(Location identification entries)
****************

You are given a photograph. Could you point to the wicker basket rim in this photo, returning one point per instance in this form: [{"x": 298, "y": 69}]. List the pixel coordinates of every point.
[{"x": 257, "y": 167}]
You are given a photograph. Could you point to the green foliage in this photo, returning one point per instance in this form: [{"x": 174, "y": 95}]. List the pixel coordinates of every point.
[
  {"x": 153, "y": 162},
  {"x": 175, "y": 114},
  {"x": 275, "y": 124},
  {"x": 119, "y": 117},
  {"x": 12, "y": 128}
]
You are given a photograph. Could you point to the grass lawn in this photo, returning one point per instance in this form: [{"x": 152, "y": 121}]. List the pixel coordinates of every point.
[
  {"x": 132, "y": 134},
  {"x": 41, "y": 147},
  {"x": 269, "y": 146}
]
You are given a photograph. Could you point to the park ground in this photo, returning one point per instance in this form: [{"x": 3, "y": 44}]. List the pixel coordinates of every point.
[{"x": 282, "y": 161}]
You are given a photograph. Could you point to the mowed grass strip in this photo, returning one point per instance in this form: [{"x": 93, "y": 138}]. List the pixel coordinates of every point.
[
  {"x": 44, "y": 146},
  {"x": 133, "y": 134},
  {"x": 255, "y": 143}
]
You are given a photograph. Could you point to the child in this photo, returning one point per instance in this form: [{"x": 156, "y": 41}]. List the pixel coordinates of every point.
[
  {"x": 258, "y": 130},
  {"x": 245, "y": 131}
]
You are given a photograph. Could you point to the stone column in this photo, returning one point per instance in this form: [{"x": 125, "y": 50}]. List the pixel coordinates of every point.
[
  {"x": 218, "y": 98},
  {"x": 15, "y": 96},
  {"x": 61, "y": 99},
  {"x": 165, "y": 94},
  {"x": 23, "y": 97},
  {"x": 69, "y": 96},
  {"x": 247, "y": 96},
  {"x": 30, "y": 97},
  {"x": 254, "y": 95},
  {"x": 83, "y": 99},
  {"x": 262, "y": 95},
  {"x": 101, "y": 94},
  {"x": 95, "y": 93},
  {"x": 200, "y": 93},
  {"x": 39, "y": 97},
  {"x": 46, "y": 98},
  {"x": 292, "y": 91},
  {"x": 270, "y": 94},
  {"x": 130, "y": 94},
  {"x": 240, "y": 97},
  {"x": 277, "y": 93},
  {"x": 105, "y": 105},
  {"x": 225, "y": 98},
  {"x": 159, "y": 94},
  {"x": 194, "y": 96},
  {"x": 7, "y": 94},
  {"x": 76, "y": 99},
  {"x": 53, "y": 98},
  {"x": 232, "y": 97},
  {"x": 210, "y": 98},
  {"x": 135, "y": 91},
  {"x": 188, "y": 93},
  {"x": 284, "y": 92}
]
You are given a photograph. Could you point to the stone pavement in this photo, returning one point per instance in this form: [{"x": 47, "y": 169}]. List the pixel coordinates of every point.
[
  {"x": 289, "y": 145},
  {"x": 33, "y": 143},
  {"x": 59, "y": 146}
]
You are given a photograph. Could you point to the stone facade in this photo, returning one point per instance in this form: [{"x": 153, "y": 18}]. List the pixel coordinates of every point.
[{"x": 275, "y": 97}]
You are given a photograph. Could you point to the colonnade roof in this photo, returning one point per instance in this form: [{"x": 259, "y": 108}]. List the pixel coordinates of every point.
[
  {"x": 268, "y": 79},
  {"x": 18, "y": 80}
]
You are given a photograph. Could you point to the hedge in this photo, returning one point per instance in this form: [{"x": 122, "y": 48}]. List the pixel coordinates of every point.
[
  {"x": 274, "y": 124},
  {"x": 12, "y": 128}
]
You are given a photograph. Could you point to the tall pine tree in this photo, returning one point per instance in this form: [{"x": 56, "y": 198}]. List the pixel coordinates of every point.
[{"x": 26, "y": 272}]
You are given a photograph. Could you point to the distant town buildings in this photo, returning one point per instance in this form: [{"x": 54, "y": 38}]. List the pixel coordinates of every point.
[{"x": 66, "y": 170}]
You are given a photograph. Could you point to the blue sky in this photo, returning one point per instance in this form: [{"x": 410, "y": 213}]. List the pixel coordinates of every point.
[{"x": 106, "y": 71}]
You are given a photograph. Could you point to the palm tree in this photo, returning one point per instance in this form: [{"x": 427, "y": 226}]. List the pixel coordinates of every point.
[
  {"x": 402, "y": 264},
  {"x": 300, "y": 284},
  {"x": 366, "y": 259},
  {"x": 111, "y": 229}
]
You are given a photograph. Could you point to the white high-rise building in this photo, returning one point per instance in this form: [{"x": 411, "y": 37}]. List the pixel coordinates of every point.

****************

AIM: Please reproduce all of the location identification entries above word for word, changing nothing.

IN RESPONSE:
You are given a photograph. Could you point to the wicker basket rim in this photo, returning one point per instance in this form: [{"x": 298, "y": 69}]. List the pixel coordinates of every point.
[{"x": 257, "y": 167}]
You are given a photograph. Could you point to the green foliage in this photo, returning one point per instance in this form: [{"x": 174, "y": 95}]. List the pixel coordinates of every point.
[
  {"x": 153, "y": 162},
  {"x": 175, "y": 114},
  {"x": 275, "y": 124},
  {"x": 119, "y": 117},
  {"x": 12, "y": 128}
]
You are given a photograph. Could you point to the grass lawn in this photo, returning one point per instance in this form: [{"x": 152, "y": 121}]. List the pixel coordinates of every point.
[
  {"x": 132, "y": 134},
  {"x": 41, "y": 147},
  {"x": 269, "y": 146}
]
You are given a photograph. Could you point to the park ground in this photo, returning one point per instance in this form: [{"x": 3, "y": 44}]. List the pixel coordinates of every point.
[{"x": 282, "y": 161}]
You are given a photograph. Could you point to the mowed grass strip in this photo, returning one point per instance in this form: [{"x": 93, "y": 138}]. List the pixel coordinates of every point.
[
  {"x": 44, "y": 146},
  {"x": 133, "y": 134},
  {"x": 255, "y": 143}
]
You are given a photograph. Could you point to the child in this photo, returning one point per instance in this form: [{"x": 156, "y": 41}]. List the pixel coordinates of every point.
[
  {"x": 258, "y": 130},
  {"x": 245, "y": 131}
]
You are given a photograph. Could you point to the stone column in this photo, returning one point per instance in this form: [{"x": 125, "y": 50}]. List the pixel coordinates of every point.
[
  {"x": 218, "y": 98},
  {"x": 15, "y": 96},
  {"x": 61, "y": 99},
  {"x": 165, "y": 94},
  {"x": 23, "y": 97},
  {"x": 69, "y": 96},
  {"x": 247, "y": 96},
  {"x": 30, "y": 97},
  {"x": 254, "y": 95},
  {"x": 83, "y": 99},
  {"x": 262, "y": 95},
  {"x": 101, "y": 94},
  {"x": 95, "y": 93},
  {"x": 200, "y": 93},
  {"x": 39, "y": 97},
  {"x": 46, "y": 98},
  {"x": 292, "y": 91},
  {"x": 270, "y": 94},
  {"x": 130, "y": 94},
  {"x": 240, "y": 97},
  {"x": 277, "y": 93},
  {"x": 105, "y": 105},
  {"x": 225, "y": 98},
  {"x": 159, "y": 94},
  {"x": 194, "y": 96},
  {"x": 7, "y": 94},
  {"x": 76, "y": 99},
  {"x": 53, "y": 98},
  {"x": 232, "y": 97},
  {"x": 210, "y": 98},
  {"x": 135, "y": 91},
  {"x": 188, "y": 93},
  {"x": 284, "y": 92}
]
You are given a photograph. Could you point to the stone pavement in this photo, returning one point per instance in this form: [{"x": 47, "y": 169}]. List the pixel coordinates of every point.
[
  {"x": 289, "y": 145},
  {"x": 33, "y": 143},
  {"x": 59, "y": 146}
]
You are given a photograph. Could you point to the stone facade in this photo, returning one point per instance in this form: [{"x": 153, "y": 18}]. List the pixel coordinates of every point.
[{"x": 275, "y": 97}]
You are given a photograph. Could you point to the colonnade roof in this photo, returning one point per instance in this form: [{"x": 259, "y": 108}]. List the pixel coordinates of every point.
[
  {"x": 268, "y": 79},
  {"x": 18, "y": 80}
]
You are given a photograph. Could you point to the hedge in this photo, returning one point per instance in this form: [{"x": 122, "y": 48}]. List the pixel coordinates of every point.
[
  {"x": 274, "y": 124},
  {"x": 12, "y": 128}
]
You are given a photograph. Could you point to the tall pine tree in this photo, returning one point per instance in this form: [{"x": 56, "y": 198}]. List the pixel coordinates of every point.
[{"x": 26, "y": 272}]
You are given a photograph. Could you point to the distant town buildings in this photo, returning one point per instance in this form: [{"x": 54, "y": 38}]. List the pixel coordinates of every point.
[{"x": 66, "y": 170}]
You are given a photograph. Could you point to the blue sky in this photo, returning one point per instance in this form: [{"x": 410, "y": 213}]. List the pixel coordinates of every point.
[{"x": 106, "y": 71}]
You are given a photograph. Could you point to the palm tree in this photo, returning one point per instance in this form: [{"x": 427, "y": 226}]. List the pixel coordinates of every point.
[
  {"x": 402, "y": 264},
  {"x": 300, "y": 284},
  {"x": 366, "y": 259},
  {"x": 111, "y": 229}
]
You are given a photograph. Could you point to the white high-rise building in this photo, returning one point per instance in this form: [{"x": 411, "y": 37}]. List the pixel coordinates of every point.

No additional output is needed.